Requirement:
Take from the data every line in which the word "jacket" is found.

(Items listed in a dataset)

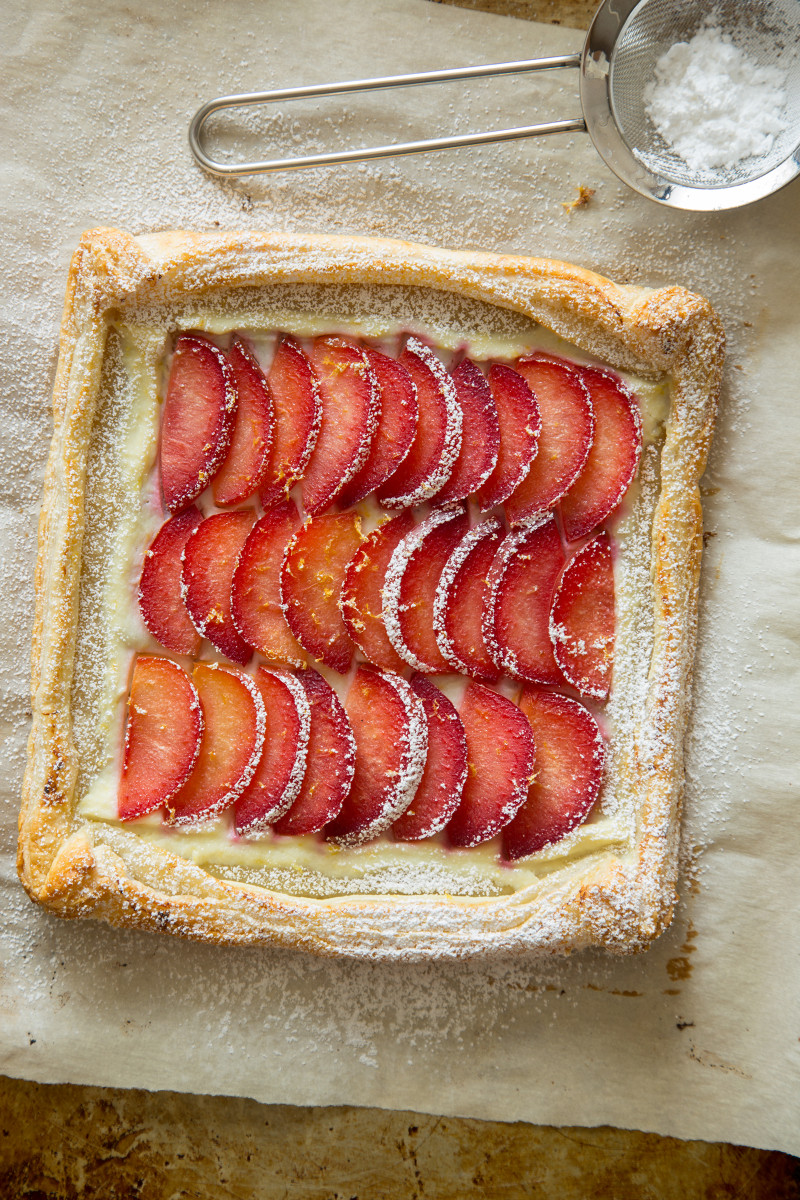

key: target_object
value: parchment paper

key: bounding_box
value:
[2,0,799,1156]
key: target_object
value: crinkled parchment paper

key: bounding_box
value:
[2,0,799,1156]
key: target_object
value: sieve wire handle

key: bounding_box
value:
[189,55,585,177]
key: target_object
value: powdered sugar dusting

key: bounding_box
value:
[273,670,312,816]
[408,339,464,502]
[349,352,381,481]
[378,673,429,831]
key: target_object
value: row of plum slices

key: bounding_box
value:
[120,658,605,860]
[119,328,643,859]
[158,331,641,534]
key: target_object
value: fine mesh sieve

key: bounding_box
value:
[598,0,800,193]
[189,0,800,211]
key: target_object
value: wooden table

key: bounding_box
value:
[1,1076,798,1197]
[2,2,798,1195]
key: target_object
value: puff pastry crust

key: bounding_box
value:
[19,228,723,959]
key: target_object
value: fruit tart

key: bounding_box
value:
[19,229,723,959]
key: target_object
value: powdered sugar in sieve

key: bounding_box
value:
[643,19,788,173]
[607,0,800,192]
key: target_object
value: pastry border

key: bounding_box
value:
[19,227,724,960]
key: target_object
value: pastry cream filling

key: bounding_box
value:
[72,283,668,899]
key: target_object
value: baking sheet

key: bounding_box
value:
[2,0,799,1156]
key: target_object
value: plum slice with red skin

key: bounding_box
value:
[383,505,469,673]
[118,656,203,822]
[212,337,274,507]
[392,675,467,841]
[445,682,535,848]
[559,367,643,542]
[231,501,306,668]
[376,338,462,508]
[259,336,322,509]
[483,514,566,685]
[272,669,356,836]
[326,666,427,846]
[433,517,504,682]
[435,358,499,505]
[234,668,311,835]
[280,510,364,674]
[340,510,415,674]
[504,357,594,524]
[303,337,380,515]
[477,364,540,510]
[181,510,256,665]
[337,347,418,506]
[138,507,203,655]
[160,334,237,513]
[502,688,605,859]
[550,532,615,700]
[166,663,266,827]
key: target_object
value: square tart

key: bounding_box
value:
[19,228,723,959]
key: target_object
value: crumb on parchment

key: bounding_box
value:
[563,186,595,213]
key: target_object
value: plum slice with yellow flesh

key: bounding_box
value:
[445,682,535,848]
[234,668,311,835]
[160,334,237,513]
[280,510,364,674]
[392,675,467,841]
[340,509,415,674]
[166,663,266,826]
[326,666,427,846]
[504,356,594,524]
[118,656,203,822]
[231,501,306,667]
[550,532,615,700]
[272,669,356,836]
[502,688,605,859]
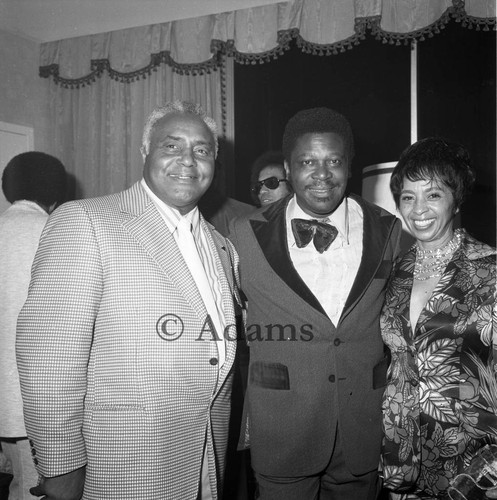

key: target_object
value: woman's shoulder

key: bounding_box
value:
[459,229,496,262]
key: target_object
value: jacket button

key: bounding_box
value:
[209,357,218,366]
[334,338,342,346]
[33,457,38,465]
[328,374,335,383]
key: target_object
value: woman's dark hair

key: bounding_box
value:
[249,150,287,205]
[390,137,476,209]
[2,151,67,206]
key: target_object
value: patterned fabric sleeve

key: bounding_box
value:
[16,201,102,477]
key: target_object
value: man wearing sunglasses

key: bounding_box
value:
[230,107,402,499]
[250,151,293,207]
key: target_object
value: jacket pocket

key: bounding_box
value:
[250,361,290,390]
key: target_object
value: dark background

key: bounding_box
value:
[233,21,496,246]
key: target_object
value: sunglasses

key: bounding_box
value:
[252,176,288,194]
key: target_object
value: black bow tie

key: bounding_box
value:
[291,218,338,253]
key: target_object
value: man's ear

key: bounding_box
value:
[140,145,147,161]
[284,160,291,179]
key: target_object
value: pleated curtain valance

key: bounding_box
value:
[39,0,496,87]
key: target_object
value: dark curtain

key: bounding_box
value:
[234,21,496,245]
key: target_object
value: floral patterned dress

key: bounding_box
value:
[381,229,497,499]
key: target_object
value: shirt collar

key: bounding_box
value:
[287,194,349,244]
[13,199,49,214]
[140,178,200,235]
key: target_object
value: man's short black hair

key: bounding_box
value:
[282,107,355,163]
[2,151,67,206]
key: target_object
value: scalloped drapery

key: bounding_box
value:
[40,0,495,86]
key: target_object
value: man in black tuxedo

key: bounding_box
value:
[230,107,402,499]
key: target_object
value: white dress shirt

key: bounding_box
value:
[141,180,227,499]
[140,179,226,366]
[286,195,363,325]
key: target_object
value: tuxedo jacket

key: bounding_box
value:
[16,181,240,500]
[229,194,401,477]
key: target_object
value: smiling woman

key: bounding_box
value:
[398,178,458,253]
[381,138,497,499]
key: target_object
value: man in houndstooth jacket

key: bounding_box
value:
[16,101,241,500]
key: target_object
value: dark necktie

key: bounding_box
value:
[291,218,338,253]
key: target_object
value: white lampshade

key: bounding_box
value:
[361,161,397,215]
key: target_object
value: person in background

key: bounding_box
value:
[16,101,241,500]
[381,138,497,499]
[200,184,255,238]
[0,151,67,500]
[250,150,292,207]
[230,107,402,499]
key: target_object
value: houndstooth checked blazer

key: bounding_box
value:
[16,181,240,500]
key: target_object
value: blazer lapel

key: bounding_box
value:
[201,217,238,381]
[414,244,471,340]
[401,243,465,341]
[119,182,210,324]
[207,220,242,309]
[393,248,417,339]
[341,195,398,321]
[250,197,326,316]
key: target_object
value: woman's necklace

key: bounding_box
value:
[413,230,462,281]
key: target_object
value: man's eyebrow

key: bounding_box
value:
[193,140,213,148]
[159,135,212,147]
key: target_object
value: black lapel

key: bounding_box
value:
[341,195,399,318]
[250,197,326,316]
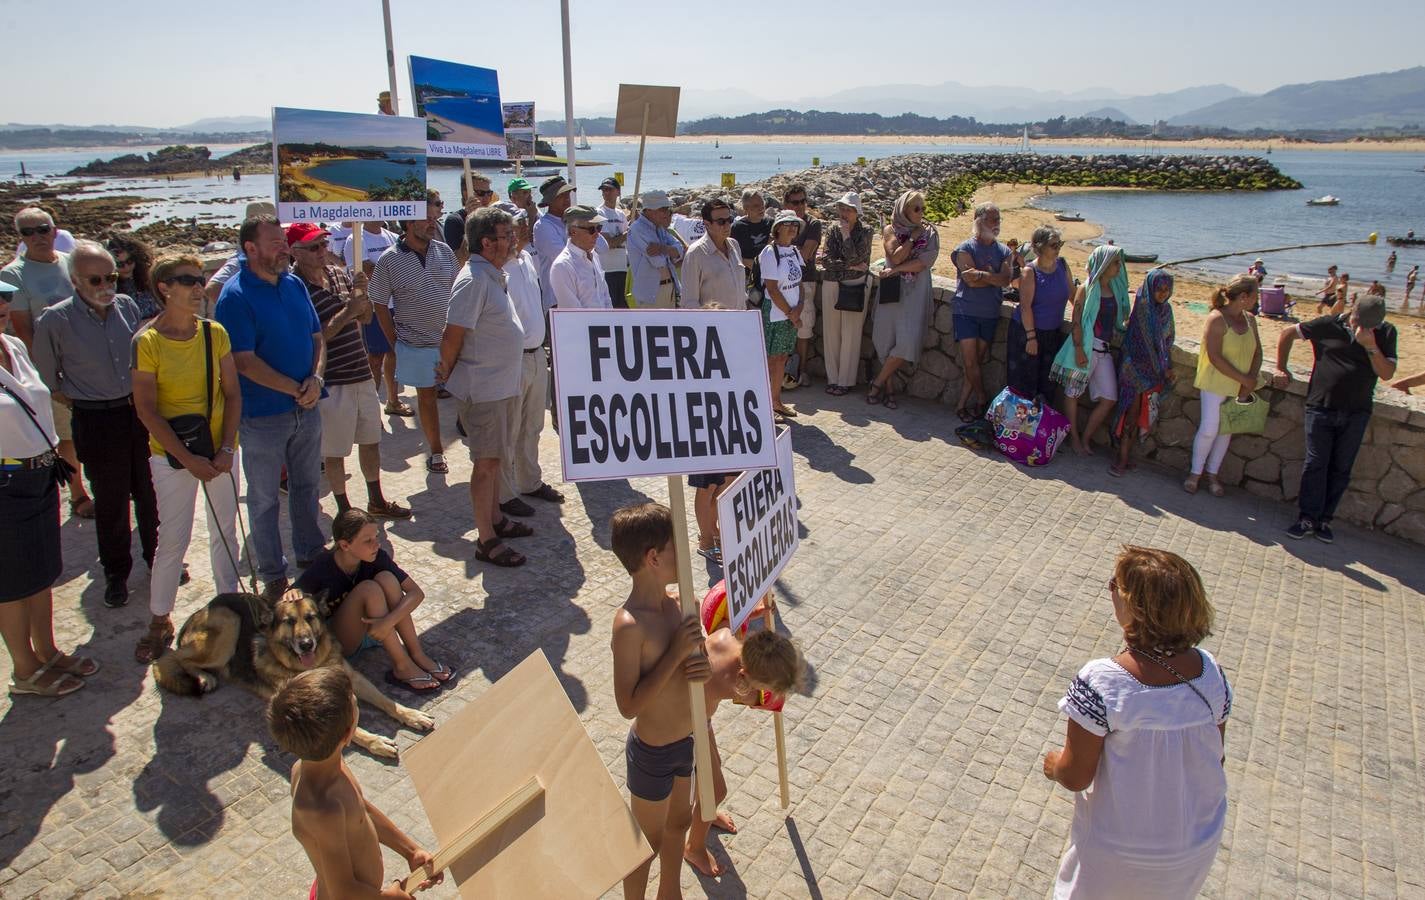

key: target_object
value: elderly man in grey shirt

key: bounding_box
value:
[436,207,531,568]
[32,240,158,607]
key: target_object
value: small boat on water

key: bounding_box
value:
[1387,235,1425,247]
[499,165,561,177]
[1055,212,1084,222]
[1123,252,1159,264]
[1306,195,1340,206]
[719,155,733,160]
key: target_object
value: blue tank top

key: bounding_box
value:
[952,238,1011,319]
[1013,258,1070,327]
[1093,292,1119,342]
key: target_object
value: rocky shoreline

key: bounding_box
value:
[66,143,273,178]
[659,152,1300,220]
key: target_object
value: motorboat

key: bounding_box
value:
[1306,195,1340,206]
[1386,235,1424,247]
[1055,212,1084,222]
[1123,252,1159,263]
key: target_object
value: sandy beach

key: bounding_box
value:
[872,182,1425,371]
[588,134,1425,153]
[279,156,370,203]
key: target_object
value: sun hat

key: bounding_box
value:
[771,210,804,235]
[244,201,277,220]
[564,206,608,226]
[833,192,861,214]
[284,222,329,247]
[641,190,672,210]
[538,176,574,208]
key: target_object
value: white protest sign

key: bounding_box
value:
[409,56,506,160]
[273,107,427,223]
[550,309,776,482]
[717,427,798,634]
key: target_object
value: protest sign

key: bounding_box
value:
[718,427,798,634]
[273,107,427,223]
[408,56,505,159]
[502,102,537,161]
[404,652,651,898]
[550,308,777,483]
[615,84,681,228]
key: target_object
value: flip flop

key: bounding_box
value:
[883,393,899,410]
[385,401,415,417]
[384,670,441,693]
[956,407,975,423]
[423,662,454,683]
[866,385,884,406]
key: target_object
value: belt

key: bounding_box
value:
[0,450,57,471]
[523,346,541,354]
[70,395,134,411]
[659,278,673,286]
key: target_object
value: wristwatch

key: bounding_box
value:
[220,446,235,455]
[1365,347,1379,356]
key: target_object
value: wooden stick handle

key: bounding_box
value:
[401,776,545,892]
[667,476,718,822]
[762,596,791,810]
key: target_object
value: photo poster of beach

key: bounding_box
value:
[273,107,428,223]
[503,102,537,161]
[409,55,506,160]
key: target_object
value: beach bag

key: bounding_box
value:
[1219,392,1268,435]
[987,387,1070,466]
[955,419,995,451]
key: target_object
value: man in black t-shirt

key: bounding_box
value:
[1273,294,1397,543]
[731,189,772,310]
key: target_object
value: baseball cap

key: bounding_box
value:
[641,190,672,210]
[599,177,622,191]
[538,176,575,208]
[507,177,533,195]
[284,222,329,247]
[244,201,277,220]
[564,206,608,226]
[1355,293,1387,329]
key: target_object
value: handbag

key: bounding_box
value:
[0,383,77,488]
[877,271,901,305]
[166,321,217,469]
[1218,392,1268,435]
[835,277,867,313]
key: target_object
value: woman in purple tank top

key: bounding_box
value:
[1008,226,1073,403]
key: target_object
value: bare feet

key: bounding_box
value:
[684,843,723,877]
[713,811,737,834]
[1071,437,1091,457]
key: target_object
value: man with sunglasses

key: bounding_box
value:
[549,206,613,310]
[2,207,93,517]
[440,174,497,263]
[31,241,157,607]
[287,223,410,522]
[679,197,746,309]
[627,190,682,309]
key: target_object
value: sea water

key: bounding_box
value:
[302,156,424,191]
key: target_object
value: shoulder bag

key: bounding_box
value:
[1218,391,1268,435]
[165,321,218,469]
[0,382,77,489]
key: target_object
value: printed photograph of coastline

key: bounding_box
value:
[505,133,536,162]
[273,107,427,206]
[409,55,504,157]
[502,101,535,131]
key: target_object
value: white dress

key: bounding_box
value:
[1055,650,1232,900]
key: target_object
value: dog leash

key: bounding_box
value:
[202,471,260,598]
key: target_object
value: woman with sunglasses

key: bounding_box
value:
[868,190,940,409]
[130,254,244,664]
[107,235,160,321]
[1007,226,1073,402]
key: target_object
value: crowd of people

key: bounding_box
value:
[0,160,1415,899]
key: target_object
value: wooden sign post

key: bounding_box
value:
[550,308,778,822]
[763,596,791,811]
[614,84,681,308]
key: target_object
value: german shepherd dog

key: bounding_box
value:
[152,591,435,758]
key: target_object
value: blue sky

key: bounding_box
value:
[9,0,1423,127]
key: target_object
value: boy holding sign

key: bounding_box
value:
[610,502,711,900]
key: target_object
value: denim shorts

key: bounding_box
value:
[953,314,999,343]
[394,342,440,388]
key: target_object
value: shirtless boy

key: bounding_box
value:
[610,502,710,900]
[684,603,804,877]
[269,668,441,899]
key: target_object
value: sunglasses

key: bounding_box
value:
[162,274,205,287]
[18,224,53,237]
[474,189,494,198]
[710,217,734,226]
[571,225,601,234]
[113,255,134,267]
[786,198,807,206]
[296,240,330,251]
[83,273,120,287]
[1046,241,1063,249]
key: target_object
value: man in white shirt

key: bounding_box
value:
[596,177,629,308]
[532,175,576,312]
[499,216,564,516]
[679,198,747,309]
[549,207,613,310]
[627,190,683,308]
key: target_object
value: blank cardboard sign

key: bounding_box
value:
[403,652,651,898]
[614,84,681,137]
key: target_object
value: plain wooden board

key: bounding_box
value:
[403,652,652,898]
[614,84,681,137]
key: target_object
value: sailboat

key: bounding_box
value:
[575,123,591,151]
[715,139,719,149]
[1020,126,1030,153]
[15,161,33,181]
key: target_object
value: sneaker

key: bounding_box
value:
[781,374,799,391]
[1314,522,1335,544]
[103,577,129,608]
[1285,517,1315,540]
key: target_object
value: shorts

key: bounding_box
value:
[394,342,440,389]
[318,381,383,458]
[51,398,73,441]
[458,395,518,461]
[362,317,391,355]
[688,472,731,490]
[1064,347,1118,401]
[796,282,818,339]
[625,729,694,801]
[762,300,797,356]
[953,313,999,343]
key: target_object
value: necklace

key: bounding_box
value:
[1125,646,1215,716]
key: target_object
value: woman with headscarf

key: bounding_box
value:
[1051,245,1129,455]
[1110,269,1176,477]
[868,190,940,410]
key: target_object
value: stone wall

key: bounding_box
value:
[801,275,1425,545]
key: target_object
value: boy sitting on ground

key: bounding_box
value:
[610,502,710,900]
[268,667,442,899]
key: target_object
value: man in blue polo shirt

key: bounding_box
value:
[215,215,327,601]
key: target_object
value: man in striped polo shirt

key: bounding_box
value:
[371,193,459,473]
[288,224,411,519]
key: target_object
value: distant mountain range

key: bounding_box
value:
[1169,66,1425,130]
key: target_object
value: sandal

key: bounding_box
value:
[46,652,101,677]
[476,537,526,568]
[8,662,84,697]
[367,498,413,519]
[697,545,723,565]
[70,497,95,519]
[494,517,534,539]
[522,483,565,503]
[133,622,174,665]
[774,404,798,419]
[423,662,454,683]
[426,454,448,474]
[1182,474,1201,495]
[385,400,415,417]
[956,407,975,423]
[1205,475,1226,497]
[883,392,899,410]
[866,385,884,406]
[1108,462,1128,478]
[384,670,441,693]
[830,385,850,396]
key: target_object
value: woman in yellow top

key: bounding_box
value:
[130,254,243,664]
[1186,274,1261,497]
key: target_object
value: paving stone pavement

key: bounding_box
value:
[2,387,1424,900]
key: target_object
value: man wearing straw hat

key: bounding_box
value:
[627,190,682,308]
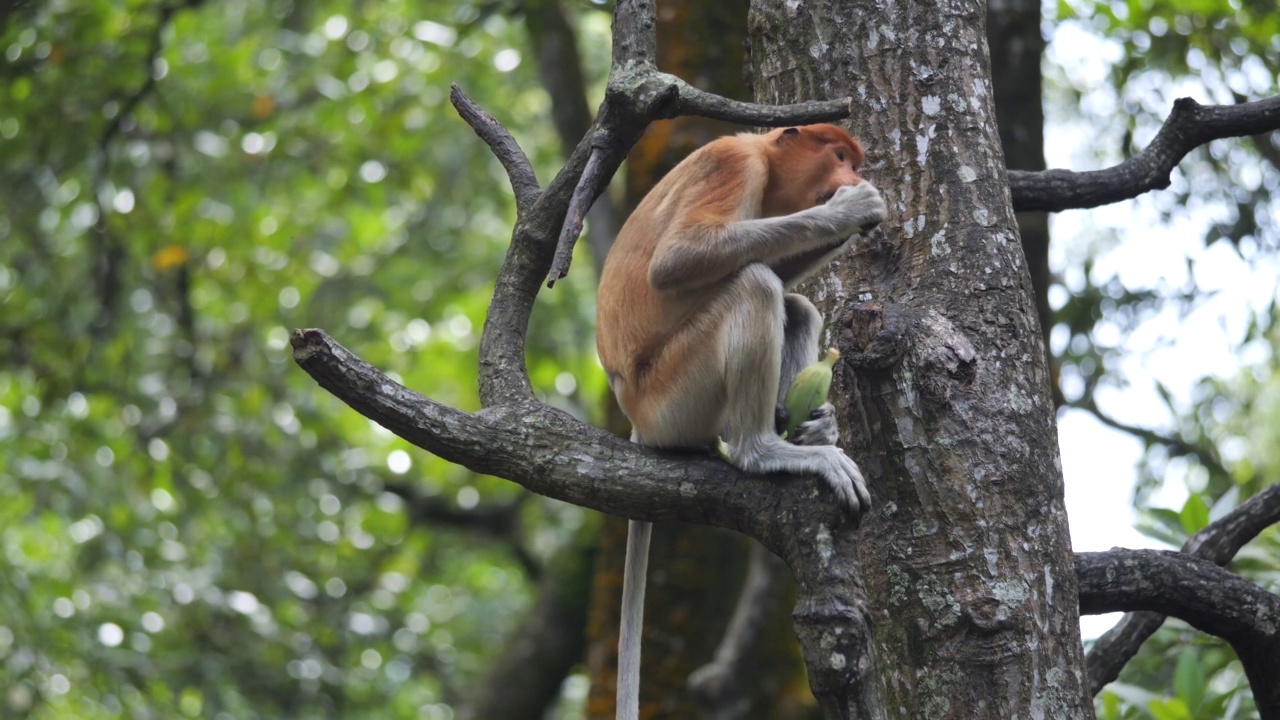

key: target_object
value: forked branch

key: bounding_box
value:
[1084,483,1280,694]
[1077,549,1280,718]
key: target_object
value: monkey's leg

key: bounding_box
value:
[779,293,841,447]
[779,293,822,404]
[719,265,869,513]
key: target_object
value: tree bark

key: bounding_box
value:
[748,1,1094,717]
[986,0,1056,399]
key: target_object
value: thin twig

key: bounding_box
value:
[1075,399,1228,478]
[547,145,608,286]
[450,83,541,213]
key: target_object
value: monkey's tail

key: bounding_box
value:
[617,519,652,720]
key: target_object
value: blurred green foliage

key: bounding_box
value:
[0,0,609,716]
[4,0,1280,717]
[1051,2,1280,719]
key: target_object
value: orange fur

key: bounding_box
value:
[599,124,880,720]
[597,124,865,441]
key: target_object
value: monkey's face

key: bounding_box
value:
[762,125,866,217]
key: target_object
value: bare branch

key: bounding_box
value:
[689,542,791,717]
[1010,95,1280,212]
[382,480,541,578]
[521,0,623,269]
[450,83,541,213]
[460,538,594,720]
[1085,484,1280,694]
[290,328,842,544]
[476,142,594,405]
[382,480,523,533]
[1077,549,1280,716]
[548,145,609,286]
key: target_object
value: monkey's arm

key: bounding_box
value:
[648,183,884,292]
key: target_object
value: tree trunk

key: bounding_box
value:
[748,1,1094,717]
[986,0,1056,400]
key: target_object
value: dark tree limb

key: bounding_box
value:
[688,542,791,719]
[291,328,841,545]
[459,534,595,720]
[1010,95,1280,212]
[521,0,622,271]
[292,324,874,713]
[383,480,523,534]
[449,84,541,213]
[383,480,541,578]
[1085,483,1280,694]
[1076,549,1280,718]
[1235,92,1280,173]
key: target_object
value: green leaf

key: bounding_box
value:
[1172,649,1205,715]
[1100,689,1122,720]
[1179,494,1211,534]
[1148,697,1193,720]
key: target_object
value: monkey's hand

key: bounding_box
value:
[823,182,887,235]
[789,403,839,446]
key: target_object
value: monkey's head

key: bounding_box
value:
[761,124,866,217]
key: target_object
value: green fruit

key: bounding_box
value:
[783,348,839,437]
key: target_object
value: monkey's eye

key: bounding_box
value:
[835,150,846,162]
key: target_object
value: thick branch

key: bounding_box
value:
[1077,549,1280,717]
[1010,95,1280,212]
[1085,483,1280,694]
[383,480,540,578]
[610,0,657,69]
[383,480,521,533]
[450,84,541,213]
[291,328,842,545]
[474,136,593,405]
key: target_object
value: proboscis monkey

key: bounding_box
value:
[596,124,886,719]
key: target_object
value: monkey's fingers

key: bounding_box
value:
[849,460,871,511]
[774,404,790,436]
[833,450,870,516]
[792,404,839,446]
[813,450,862,516]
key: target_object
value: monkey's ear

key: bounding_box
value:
[776,127,801,144]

The answer:
value: jacket button
value: jacket pocket
value: tuxedo jacket
value: man in houndstooth jacket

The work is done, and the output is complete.